- TASK:
In full and without alteration, give the listing again.

[Records from a point labeling set]

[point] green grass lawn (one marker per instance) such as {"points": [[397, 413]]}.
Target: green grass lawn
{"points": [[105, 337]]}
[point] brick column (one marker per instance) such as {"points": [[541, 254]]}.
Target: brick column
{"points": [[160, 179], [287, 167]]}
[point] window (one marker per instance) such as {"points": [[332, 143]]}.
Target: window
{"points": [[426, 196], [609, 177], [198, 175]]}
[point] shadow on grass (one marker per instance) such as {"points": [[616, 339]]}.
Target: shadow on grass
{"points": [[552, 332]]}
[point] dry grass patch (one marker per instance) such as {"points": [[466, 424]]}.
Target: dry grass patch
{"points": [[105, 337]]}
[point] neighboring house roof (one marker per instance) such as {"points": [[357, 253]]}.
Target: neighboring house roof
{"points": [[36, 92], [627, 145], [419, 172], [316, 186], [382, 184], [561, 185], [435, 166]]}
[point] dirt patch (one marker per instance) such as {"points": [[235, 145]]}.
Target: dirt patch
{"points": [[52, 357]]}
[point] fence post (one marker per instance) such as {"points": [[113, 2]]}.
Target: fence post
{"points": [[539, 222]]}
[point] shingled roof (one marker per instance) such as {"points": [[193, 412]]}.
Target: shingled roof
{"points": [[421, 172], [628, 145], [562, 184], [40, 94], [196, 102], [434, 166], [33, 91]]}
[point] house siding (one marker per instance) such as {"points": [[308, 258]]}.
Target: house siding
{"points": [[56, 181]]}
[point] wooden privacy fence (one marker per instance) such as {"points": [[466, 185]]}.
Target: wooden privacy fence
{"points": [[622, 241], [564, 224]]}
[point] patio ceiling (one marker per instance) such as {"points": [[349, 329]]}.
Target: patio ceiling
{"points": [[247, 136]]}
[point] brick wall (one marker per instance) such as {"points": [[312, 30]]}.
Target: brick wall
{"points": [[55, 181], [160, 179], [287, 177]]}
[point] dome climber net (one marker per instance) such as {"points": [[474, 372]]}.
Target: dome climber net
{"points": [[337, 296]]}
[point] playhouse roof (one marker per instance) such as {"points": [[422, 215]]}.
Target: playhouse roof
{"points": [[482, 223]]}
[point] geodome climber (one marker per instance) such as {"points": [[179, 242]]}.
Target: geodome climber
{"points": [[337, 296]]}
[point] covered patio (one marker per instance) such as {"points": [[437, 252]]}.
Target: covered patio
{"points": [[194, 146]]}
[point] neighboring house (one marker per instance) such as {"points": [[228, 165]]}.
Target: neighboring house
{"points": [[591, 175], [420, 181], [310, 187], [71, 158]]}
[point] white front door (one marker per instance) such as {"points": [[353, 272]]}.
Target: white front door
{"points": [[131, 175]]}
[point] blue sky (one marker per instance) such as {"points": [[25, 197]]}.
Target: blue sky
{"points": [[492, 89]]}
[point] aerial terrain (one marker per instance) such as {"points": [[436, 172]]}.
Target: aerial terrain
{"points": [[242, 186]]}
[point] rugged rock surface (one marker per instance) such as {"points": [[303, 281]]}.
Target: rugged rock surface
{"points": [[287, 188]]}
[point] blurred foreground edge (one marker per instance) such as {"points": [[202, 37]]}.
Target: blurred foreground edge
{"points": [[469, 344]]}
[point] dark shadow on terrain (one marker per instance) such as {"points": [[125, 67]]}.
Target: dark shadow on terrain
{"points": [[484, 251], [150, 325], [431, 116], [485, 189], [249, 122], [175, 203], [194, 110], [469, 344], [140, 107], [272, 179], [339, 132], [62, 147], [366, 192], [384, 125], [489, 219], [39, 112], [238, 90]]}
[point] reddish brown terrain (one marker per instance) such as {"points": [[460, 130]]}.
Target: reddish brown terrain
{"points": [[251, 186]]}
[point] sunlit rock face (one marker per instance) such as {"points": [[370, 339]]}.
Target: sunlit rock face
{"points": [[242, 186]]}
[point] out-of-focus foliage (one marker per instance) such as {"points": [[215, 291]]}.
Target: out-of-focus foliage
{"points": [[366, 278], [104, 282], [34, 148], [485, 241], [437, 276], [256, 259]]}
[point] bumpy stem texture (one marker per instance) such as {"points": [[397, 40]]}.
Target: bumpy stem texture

- RESULT:
[point] green grass lawn (one marker per instance) such as {"points": [[397, 413]]}.
Target: green grass lawn
{"points": [[105, 337]]}
[point] brick column (one marker per instance) such as {"points": [[541, 254]]}.
Target: brick column
{"points": [[160, 179], [287, 167]]}
[point] window (one marker per instance) such as {"points": [[332, 143]]}.
Target: window
{"points": [[426, 196], [609, 177], [198, 175]]}
[point] shadow on grass (one marker per instance) such as {"points": [[616, 339]]}.
Target: shadow on grass
{"points": [[552, 332]]}
[point] dry grass patch (one marker per instance) such as {"points": [[466, 424]]}.
Target: dry grass patch
{"points": [[105, 337]]}
[point] neighboring house roof (one marker per instance) such as {"points": [[357, 253]]}.
Target: neighboring house roof
{"points": [[36, 92], [627, 145], [419, 172], [316, 186], [382, 184], [561, 185], [435, 166]]}
[point] dirt patch (one marker per instance) such as {"points": [[235, 145]]}.
Target: dirt patch
{"points": [[52, 357]]}
[point] fence post (one marker per instance) such as {"points": [[113, 2]]}.
Target: fence post
{"points": [[539, 222]]}
[point] shingled roof (one marker per instance) such as {"points": [[193, 412]]}.
Target: shingled roof
{"points": [[421, 172], [628, 145], [562, 184], [40, 94], [196, 102], [434, 166], [33, 91]]}
[point] house siding (one marker per instance) such as {"points": [[308, 258]]}.
Target: house siding
{"points": [[56, 181]]}
[point] wooden privacy fence (one marker per instance) such as {"points": [[466, 185]]}.
Target: wooden privacy fence
{"points": [[622, 241], [564, 224]]}
[point] patio ceiling (one marker per instance) such as {"points": [[349, 329]]}.
Target: patio ceiling
{"points": [[247, 136]]}
[point] brick wall (one marker per instance) such as {"points": [[312, 30]]}.
Target: brick wall
{"points": [[55, 181], [160, 179], [287, 177]]}
[point] dome climber net (one marker per instance) such as {"points": [[474, 372]]}.
Target: dome climber net
{"points": [[337, 296]]}
[point] playhouse roof (one marker per instance) such as {"points": [[422, 215]]}.
Target: playhouse roof
{"points": [[482, 223]]}
[point] geodome climber (one marker per instance) such as {"points": [[179, 242]]}.
Target: geodome climber
{"points": [[337, 296]]}
[point] covered patio (one marker per instance) such as {"points": [[437, 252]]}.
Target: covered patio
{"points": [[194, 146]]}
[point] neighboring house (one marker per instance) such as {"points": [[228, 165]]}.
Target: neighboring house
{"points": [[591, 175], [420, 181], [310, 187], [71, 158]]}
[point] white front door (one marker per instance) such as {"points": [[353, 272]]}.
Target: white front door
{"points": [[131, 175]]}
[point] blue sky (one marker per instance) such as {"points": [[25, 197]]}.
Target: blue sky
{"points": [[492, 89]]}
[point] aerial terrain (one marker per instance) such as {"points": [[436, 172]]}.
Target: aerial terrain
{"points": [[242, 186]]}
[point] rugged rock surface (one marker per instance) such as {"points": [[303, 281]]}.
Target: rugged rock surface
{"points": [[287, 188]]}
[point] blurred foreground edge (one marker per instance) such as {"points": [[202, 37]]}.
Target: blurred foreground edge
{"points": [[469, 344]]}
[point] dark shadow on terrain (one marker per instance) such as {"points": [[125, 67]]}.
Target: dark shadow on terrain
{"points": [[484, 251], [150, 325], [431, 116], [485, 189], [249, 122], [175, 203], [194, 110], [469, 344], [140, 107], [272, 179], [339, 132], [62, 147], [366, 192], [384, 125], [489, 219], [39, 112], [238, 90]]}
[point] reddish brown terrain (one marker per instance) such as {"points": [[460, 130]]}.
Target: reddish brown terrain
{"points": [[251, 186]]}
[point] sunlit rock face (one marker per instance) such as {"points": [[370, 339]]}.
Target: sunlit rock face
{"points": [[242, 186]]}
[point] out-of-focus foliage (one marker per instance) such as {"points": [[215, 291]]}.
Target: out-of-focus foliage
{"points": [[366, 278], [104, 282], [34, 148], [485, 241], [437, 276], [256, 259]]}
[point] bumpy stem texture (one marker per instance) such as {"points": [[397, 40]]}.
Target: bumpy stem texture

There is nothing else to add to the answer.